##### TEXT SEGMENT

In our Matthew passage this morning Jesus presents us with two questions that I think we would better spend our time pondering.  The first is “Who do people say the Son of Man is?” and the second is, “Who do you say I am?”  These are versions of what I call the pesky “who” question.  There are two versions of that question: the less personal and less powerful version which simply “Who is Jesus” and the more personal and powerful “Who are you, Jesus?”  The first question has us simply looking for information about Jesus.  The second one puts us in a relationship with him.  In that question we find the renewing of our minds that transforms us.
Take the Apostle Paul for example.  His story begins with him being a zealous up-and-coming Pharisee who had it in for the followers of Jesus.  His answer to the “Who is Jesus?” question was quite blatantly that Jesus was a blaspheming false prophet and his followers needed to be reigned in at all cost.  He started asking “who are you, Jesus” one day as he was on a trip from Jerusalem to Damascus to arrest Christians.  Jesus appeared to him in a bright light and confronted him.  At that moment Paul started to ask a new driving question, “Who are you, Lord?” realizing that there is only one person a Jew would call Lord.  Paul then spends the rest of his life as Jesus’ “Apostle to the Gentiles” preaching the Gospel and planting churches all over the Mediterranean world and he spent a great deal of his time suffering for Jesus and the church.
 “Who are you, Lord?” was Paul’s driving question.  In his Letter to the Philippians he makes this evident.  He wrote that letter from prison while under the imminent threat of execution and in it he very adamantly sums up his life’s purpose.  He writes: “I want to know Christ and the power of his resurrection and the sharing of his sufferings by becoming like him in his death, if somehow I may attain the resurrection from the dead” (Phil. 3:10-11). 
Back to Matthew, this little period of question and answer comes as the climactic answer to a driving question the disciples began to ask back in chapter 8 when Jesus calmed the storm.  If you remember Jesus was sleeping soundly in the back of the boat.  The storm is raging.  The disciples are afraid for their lives.  They awaken Jesus with an accusation that he doesn’t care that they are going down.  He gets up and rebukes them for their lack of faith: “Why are you afraid, you of little faith?”  He calms the storm.  The sea becomes utterly still.  At that the disciples are amazed and they begin to ask “What sort of a man is this that the wind and the sea obey him?”  “Who are you, Jesus?”

##########
##### RECORDS PROVIDED

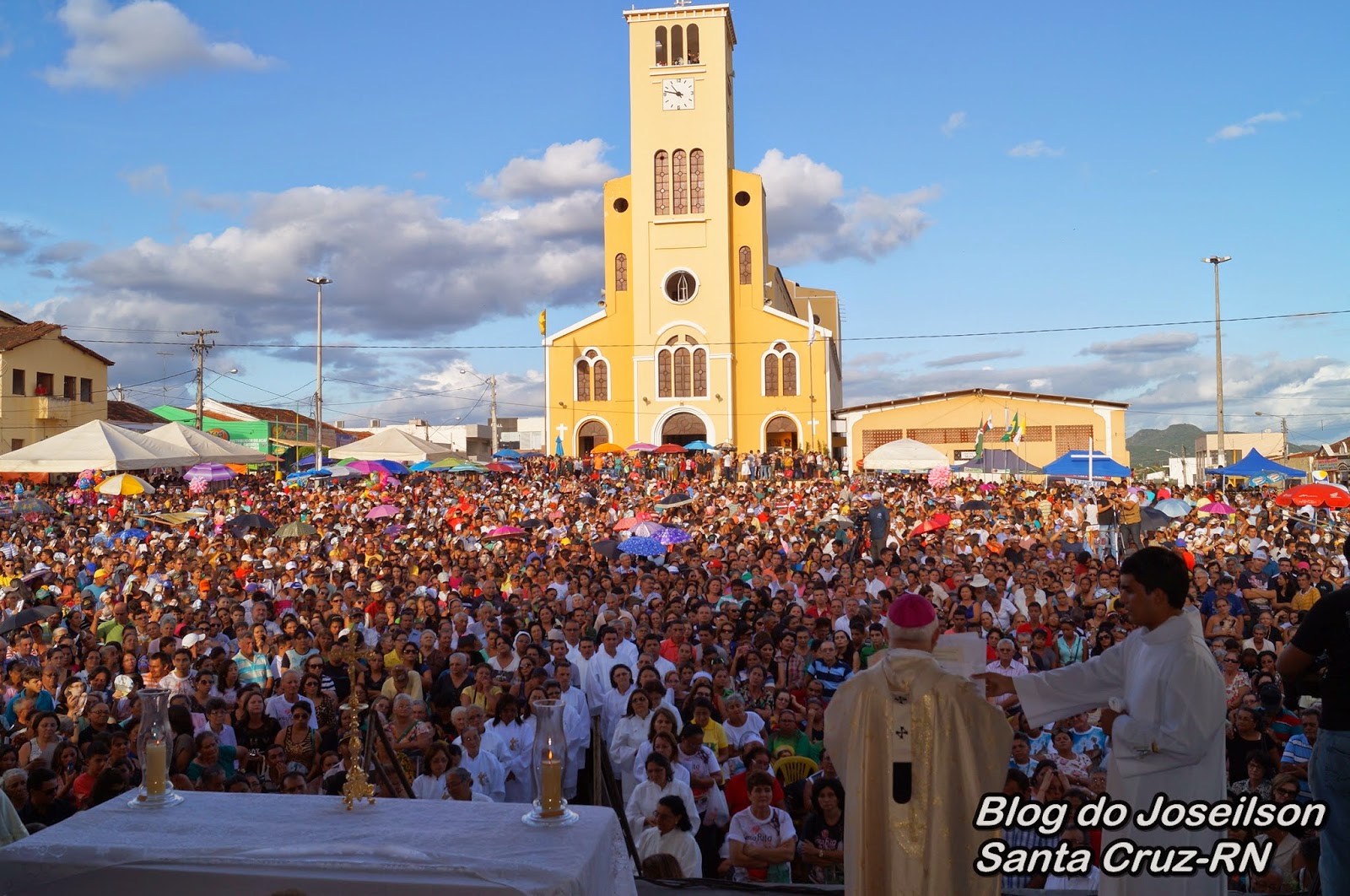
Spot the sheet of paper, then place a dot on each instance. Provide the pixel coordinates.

##########
##### RECORDS PROVIDED

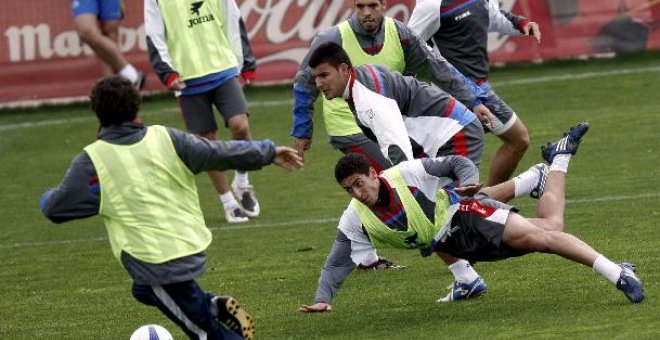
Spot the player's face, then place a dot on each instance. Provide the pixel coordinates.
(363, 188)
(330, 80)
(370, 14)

##########
##### RECORDS PROVIDED

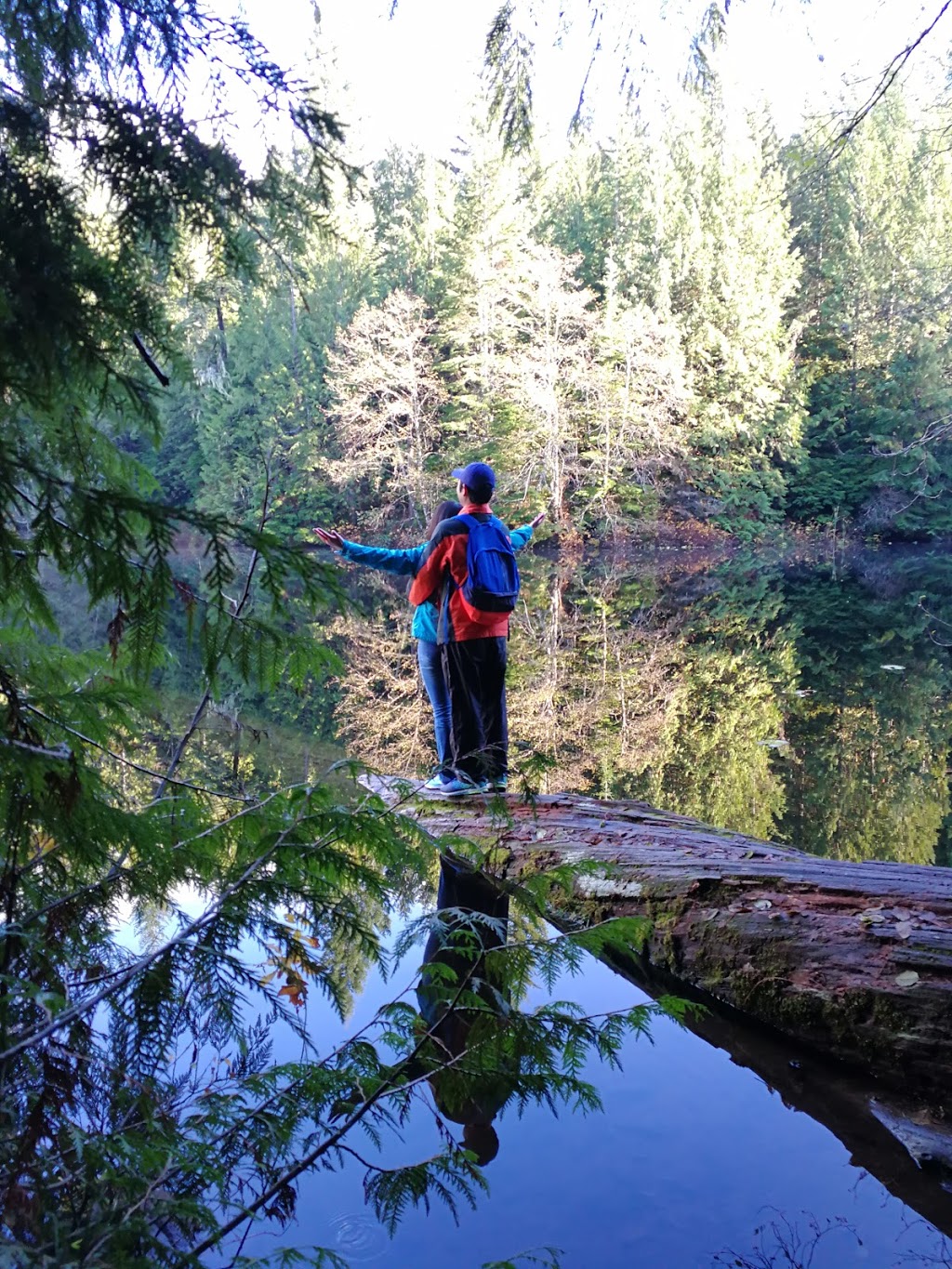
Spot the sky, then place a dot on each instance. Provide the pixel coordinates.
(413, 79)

##########

Please continue the sermon on the question "Who are you, Jesus?" from its final sentence.

The next few months they have to struggle with this question as they wander around the Galilean countryside and points beyond.  They see Jesus cast out legions of demons.  He heals the paralyzed, the lepers, and the blind.  He teaches about the Kingdom of God.  He calls the Pharisees a bunch of hypocrites.  He raises a young girl from the dead.  He sends them out on a mission and they do these same things.  The Kingdom of God is at hand, even theirs.  Upon returning, Jesus feeds upwards of fifteen thousand people with two fish and five loaves of bread.  He walks on water and calms a great windstorm.  There again in a boat on a calm sea they come to their answer.  What sort of man is this that the wind and the seas obey him?  Well, worshipping him, they confess, “Truly, you are the Son of God.”  
Something that should profoundly strike us here is that when the disciples asked the pesky “who” question of Jesus, he answered them.  The answer came as they witnessed him at work in their midst and as he involved them in his ministry.  They found themselves changed by him. 
In my humble opinion, we do not spend enough time asking “Who are you, Jesus?”  Sadly and profoundly, “Jesus, who are you?” is not the question that drives our lives, mine included, and the ministry of our churches.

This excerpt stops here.